(Task requirements)
Put the lines from the one containing "Reviewer note: every instance of the osprey" through the one containing "column 101, row 71" into a Markdown table with the columns Row and Line, numbering each row and leaving out any blank lines.

(Rows)
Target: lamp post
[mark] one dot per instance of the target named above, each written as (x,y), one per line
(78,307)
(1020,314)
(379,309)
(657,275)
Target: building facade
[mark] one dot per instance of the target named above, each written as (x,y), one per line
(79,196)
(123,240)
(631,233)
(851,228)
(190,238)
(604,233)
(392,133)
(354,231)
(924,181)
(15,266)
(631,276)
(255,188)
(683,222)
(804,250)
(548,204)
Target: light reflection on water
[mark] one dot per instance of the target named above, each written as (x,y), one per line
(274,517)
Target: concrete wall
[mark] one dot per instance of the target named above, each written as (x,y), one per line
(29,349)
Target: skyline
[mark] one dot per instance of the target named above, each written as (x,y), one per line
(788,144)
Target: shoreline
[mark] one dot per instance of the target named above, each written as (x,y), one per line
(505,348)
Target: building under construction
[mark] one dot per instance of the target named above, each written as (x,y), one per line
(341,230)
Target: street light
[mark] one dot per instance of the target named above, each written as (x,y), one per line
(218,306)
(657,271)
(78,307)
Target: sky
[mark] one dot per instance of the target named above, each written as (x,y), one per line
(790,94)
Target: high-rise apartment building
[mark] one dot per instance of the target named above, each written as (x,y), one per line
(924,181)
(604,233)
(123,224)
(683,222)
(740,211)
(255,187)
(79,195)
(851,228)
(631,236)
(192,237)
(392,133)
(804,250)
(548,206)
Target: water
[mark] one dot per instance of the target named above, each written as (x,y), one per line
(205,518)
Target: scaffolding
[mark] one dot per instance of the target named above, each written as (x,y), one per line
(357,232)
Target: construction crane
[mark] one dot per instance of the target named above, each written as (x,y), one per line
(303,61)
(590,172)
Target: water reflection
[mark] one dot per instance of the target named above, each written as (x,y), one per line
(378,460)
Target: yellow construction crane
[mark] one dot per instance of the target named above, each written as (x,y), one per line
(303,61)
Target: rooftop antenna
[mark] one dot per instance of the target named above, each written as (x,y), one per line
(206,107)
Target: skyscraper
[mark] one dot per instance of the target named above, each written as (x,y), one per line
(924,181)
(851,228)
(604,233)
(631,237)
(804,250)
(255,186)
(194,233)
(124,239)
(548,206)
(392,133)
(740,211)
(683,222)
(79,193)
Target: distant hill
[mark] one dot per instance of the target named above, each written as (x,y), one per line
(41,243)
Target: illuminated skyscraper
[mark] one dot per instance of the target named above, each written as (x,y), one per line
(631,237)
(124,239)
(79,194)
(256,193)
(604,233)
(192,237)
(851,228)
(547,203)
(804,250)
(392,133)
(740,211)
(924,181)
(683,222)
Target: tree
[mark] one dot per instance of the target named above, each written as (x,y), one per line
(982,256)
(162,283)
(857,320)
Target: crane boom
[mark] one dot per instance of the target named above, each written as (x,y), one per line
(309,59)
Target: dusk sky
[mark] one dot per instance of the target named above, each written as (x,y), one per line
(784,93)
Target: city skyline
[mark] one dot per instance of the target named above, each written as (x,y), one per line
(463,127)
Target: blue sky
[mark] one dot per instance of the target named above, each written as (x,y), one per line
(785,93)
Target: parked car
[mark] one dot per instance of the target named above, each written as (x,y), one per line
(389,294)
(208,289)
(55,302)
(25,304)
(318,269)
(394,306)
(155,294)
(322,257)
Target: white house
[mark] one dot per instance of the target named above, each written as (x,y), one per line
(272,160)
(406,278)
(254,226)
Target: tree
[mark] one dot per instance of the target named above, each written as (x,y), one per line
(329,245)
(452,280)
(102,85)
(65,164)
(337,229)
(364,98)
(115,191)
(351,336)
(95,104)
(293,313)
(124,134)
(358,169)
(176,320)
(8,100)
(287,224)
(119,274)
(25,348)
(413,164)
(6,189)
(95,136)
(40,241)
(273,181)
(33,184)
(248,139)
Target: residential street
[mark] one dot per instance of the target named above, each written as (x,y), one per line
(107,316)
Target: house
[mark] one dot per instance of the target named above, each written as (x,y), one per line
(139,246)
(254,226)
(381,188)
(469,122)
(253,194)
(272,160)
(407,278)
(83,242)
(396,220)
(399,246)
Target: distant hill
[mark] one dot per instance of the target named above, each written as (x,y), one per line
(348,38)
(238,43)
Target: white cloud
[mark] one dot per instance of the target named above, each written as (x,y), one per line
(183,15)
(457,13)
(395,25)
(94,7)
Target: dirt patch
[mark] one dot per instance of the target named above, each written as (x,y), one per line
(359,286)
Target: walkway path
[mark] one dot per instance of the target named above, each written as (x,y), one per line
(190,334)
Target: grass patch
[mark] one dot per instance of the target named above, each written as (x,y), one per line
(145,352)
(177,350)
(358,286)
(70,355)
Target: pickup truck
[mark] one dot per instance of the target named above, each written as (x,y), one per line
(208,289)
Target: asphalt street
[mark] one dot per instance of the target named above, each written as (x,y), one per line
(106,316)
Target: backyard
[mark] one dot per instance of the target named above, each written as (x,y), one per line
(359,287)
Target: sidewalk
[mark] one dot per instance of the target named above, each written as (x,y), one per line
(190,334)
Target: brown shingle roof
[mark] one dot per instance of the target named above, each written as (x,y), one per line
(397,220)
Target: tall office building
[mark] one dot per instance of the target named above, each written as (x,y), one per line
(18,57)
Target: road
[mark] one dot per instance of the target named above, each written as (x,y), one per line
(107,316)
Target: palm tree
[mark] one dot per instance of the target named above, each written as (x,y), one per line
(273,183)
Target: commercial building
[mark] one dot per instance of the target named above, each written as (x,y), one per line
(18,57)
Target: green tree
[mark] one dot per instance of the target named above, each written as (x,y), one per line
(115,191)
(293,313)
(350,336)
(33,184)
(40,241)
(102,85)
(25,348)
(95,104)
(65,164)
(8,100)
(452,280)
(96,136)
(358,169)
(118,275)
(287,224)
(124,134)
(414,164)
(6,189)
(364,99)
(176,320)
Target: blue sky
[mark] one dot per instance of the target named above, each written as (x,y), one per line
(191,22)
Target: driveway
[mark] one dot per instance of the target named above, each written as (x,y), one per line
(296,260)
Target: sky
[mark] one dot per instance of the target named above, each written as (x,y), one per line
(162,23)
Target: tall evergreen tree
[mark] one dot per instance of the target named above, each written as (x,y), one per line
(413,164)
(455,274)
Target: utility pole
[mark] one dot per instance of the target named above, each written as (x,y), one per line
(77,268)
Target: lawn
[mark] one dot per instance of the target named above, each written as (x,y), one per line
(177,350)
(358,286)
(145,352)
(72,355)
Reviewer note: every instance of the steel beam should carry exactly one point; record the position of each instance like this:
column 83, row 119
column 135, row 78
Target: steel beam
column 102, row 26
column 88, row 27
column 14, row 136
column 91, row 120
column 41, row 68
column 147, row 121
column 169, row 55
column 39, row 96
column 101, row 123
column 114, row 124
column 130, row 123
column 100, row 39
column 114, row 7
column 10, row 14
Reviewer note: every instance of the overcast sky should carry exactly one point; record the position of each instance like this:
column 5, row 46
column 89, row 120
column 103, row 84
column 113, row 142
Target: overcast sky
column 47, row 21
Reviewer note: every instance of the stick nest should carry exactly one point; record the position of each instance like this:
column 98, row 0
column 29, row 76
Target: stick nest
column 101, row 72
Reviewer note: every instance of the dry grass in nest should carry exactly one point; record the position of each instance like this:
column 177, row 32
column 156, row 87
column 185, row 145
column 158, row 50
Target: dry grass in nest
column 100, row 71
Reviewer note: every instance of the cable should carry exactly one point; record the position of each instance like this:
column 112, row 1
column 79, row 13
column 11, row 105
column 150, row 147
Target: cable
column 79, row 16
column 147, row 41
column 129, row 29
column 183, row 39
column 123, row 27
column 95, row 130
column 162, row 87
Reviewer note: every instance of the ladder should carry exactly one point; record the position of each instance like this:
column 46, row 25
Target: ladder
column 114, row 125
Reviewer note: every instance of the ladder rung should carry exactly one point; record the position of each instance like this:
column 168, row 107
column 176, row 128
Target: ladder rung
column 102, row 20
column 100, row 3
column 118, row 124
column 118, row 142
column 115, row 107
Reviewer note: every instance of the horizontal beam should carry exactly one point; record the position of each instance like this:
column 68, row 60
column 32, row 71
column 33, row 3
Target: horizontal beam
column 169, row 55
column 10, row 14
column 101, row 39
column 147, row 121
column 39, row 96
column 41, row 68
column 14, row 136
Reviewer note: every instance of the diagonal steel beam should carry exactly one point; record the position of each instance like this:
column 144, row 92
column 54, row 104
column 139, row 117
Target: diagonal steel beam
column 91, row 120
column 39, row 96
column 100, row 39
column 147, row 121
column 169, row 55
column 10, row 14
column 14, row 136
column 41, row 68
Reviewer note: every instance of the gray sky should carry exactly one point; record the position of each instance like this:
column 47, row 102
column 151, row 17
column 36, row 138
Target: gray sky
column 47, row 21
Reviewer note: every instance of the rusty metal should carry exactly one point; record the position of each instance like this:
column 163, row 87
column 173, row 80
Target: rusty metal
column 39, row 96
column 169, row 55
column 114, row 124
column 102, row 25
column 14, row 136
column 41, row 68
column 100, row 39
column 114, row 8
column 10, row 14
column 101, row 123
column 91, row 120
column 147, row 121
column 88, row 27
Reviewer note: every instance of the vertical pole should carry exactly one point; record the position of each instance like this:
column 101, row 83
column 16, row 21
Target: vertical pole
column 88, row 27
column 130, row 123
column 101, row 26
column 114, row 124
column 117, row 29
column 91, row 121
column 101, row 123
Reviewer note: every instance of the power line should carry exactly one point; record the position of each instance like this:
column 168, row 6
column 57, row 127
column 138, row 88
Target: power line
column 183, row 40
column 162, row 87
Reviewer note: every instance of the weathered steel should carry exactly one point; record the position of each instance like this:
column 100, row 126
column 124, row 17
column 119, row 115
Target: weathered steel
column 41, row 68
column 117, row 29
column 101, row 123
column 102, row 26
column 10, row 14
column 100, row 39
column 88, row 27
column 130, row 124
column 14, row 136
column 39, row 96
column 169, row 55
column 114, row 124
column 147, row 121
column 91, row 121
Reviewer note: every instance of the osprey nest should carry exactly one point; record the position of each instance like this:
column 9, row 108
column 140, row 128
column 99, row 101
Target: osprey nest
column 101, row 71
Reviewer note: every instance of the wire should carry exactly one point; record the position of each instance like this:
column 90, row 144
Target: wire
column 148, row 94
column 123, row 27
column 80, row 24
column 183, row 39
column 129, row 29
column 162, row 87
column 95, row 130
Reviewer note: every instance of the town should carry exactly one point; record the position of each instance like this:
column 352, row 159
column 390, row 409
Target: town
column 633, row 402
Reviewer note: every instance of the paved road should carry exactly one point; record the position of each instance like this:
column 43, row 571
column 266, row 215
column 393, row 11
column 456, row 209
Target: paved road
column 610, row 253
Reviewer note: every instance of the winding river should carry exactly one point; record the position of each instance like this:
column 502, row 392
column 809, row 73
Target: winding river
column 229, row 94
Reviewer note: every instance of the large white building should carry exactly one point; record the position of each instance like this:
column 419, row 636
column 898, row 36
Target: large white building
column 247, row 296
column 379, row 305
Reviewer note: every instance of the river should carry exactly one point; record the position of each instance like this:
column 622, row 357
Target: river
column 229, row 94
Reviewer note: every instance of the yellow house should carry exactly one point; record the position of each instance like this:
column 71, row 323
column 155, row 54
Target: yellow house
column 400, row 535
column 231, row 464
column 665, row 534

(Output of the exercise)
| Row | Line |
|---|---|
| 1 | Reviewer note: every instance of the osprey nest should carry exactly one point; record the position of each instance like this: |
| 2 | column 9, row 108 |
| 3 | column 140, row 128 |
| 4 | column 99, row 101 |
| 5 | Target: osprey nest |
| 6 | column 101, row 71 |